━━ Available records
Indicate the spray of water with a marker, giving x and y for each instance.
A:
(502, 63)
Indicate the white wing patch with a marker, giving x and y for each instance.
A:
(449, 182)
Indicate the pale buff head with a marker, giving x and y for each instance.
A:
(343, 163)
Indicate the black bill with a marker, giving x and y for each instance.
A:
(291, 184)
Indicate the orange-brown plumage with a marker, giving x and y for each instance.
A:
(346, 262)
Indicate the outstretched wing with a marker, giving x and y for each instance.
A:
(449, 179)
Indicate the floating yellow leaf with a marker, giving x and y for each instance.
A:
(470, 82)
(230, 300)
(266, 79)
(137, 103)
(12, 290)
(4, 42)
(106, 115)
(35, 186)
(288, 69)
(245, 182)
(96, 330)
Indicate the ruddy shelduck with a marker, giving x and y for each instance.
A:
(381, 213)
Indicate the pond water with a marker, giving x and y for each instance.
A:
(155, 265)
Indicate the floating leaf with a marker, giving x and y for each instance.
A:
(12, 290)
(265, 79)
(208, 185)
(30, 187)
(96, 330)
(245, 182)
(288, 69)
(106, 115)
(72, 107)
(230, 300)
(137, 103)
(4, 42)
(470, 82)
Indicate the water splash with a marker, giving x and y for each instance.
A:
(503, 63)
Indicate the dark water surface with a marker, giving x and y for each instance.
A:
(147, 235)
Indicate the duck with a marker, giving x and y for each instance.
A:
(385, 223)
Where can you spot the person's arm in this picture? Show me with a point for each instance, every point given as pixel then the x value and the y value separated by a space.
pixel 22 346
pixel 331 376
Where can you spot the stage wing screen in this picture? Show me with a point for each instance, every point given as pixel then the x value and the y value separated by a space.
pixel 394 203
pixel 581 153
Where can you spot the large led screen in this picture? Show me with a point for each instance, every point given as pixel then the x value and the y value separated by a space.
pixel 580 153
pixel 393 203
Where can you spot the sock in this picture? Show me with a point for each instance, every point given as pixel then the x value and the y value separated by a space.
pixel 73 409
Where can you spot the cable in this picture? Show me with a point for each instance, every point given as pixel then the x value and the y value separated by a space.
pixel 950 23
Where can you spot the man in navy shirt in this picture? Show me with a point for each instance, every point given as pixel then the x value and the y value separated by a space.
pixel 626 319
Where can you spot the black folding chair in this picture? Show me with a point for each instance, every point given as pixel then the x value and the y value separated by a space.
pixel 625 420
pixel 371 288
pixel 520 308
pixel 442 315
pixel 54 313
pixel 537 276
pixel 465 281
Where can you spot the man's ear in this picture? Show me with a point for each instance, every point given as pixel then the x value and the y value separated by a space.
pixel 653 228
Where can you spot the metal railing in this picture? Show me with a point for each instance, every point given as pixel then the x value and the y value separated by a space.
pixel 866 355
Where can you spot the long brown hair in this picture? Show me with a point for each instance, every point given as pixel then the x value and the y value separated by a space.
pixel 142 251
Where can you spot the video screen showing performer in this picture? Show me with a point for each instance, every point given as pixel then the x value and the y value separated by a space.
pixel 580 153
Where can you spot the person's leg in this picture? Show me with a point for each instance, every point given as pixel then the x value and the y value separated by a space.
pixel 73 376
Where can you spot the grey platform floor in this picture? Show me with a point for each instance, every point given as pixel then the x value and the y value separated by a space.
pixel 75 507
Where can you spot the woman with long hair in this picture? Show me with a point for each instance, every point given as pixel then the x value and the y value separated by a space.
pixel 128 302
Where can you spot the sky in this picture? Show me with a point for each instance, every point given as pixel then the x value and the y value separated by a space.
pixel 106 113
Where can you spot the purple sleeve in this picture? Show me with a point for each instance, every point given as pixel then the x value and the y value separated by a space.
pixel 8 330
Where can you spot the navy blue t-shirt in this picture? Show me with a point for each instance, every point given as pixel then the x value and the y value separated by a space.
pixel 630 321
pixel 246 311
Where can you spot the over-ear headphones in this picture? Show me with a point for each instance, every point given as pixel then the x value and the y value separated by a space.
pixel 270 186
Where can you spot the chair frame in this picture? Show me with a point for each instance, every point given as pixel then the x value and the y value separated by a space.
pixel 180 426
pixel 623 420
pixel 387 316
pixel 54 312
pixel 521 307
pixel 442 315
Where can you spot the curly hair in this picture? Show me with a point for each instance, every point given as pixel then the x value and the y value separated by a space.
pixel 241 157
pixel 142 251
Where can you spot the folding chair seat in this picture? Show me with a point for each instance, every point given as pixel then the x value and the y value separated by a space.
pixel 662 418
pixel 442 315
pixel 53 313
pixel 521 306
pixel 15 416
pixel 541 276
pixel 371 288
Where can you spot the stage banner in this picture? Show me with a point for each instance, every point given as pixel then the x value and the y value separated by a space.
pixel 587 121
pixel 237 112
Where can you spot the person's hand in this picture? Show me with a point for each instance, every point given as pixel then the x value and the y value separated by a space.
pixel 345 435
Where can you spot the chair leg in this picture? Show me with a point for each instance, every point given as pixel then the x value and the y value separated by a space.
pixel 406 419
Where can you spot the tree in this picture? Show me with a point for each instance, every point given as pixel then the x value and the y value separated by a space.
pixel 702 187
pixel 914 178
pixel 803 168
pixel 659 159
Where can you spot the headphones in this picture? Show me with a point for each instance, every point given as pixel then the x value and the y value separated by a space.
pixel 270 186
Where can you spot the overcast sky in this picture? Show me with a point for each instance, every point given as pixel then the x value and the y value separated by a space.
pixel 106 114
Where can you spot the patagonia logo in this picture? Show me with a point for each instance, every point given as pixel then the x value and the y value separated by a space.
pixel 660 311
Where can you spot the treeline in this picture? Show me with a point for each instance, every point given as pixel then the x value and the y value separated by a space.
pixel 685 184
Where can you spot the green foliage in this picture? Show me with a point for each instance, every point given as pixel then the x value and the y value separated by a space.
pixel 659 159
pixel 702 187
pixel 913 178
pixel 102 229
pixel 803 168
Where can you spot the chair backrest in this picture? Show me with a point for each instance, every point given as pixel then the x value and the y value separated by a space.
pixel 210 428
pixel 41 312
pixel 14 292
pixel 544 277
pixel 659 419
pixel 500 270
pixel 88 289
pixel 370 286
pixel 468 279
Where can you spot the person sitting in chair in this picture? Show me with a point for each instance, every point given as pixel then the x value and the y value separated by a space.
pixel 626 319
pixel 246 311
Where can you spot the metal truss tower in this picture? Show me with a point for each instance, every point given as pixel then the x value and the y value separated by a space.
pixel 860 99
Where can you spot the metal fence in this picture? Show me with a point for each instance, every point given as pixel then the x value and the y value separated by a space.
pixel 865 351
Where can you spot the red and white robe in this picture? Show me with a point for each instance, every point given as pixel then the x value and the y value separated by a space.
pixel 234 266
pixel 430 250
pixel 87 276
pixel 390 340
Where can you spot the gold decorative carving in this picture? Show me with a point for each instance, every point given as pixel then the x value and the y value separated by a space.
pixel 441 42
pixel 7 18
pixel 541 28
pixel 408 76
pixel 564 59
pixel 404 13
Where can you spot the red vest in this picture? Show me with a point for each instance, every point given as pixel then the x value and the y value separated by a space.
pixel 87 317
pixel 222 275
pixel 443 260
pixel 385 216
━━━━
Work to complete: Please return the lines above that run from the line containing "Indicate the pale" to the line containing "Indicate the orange-brown", inclusive, exactly and with no other lines.

Exercise response:
Indicate the pale buff head with a marker, giving x and y for each instance.
A:
(343, 163)
Indicate the black bill with a marker, giving x and y for each instance.
A:
(291, 184)
Indicate the orange-brown plumage with a marker, giving x and y for each instance.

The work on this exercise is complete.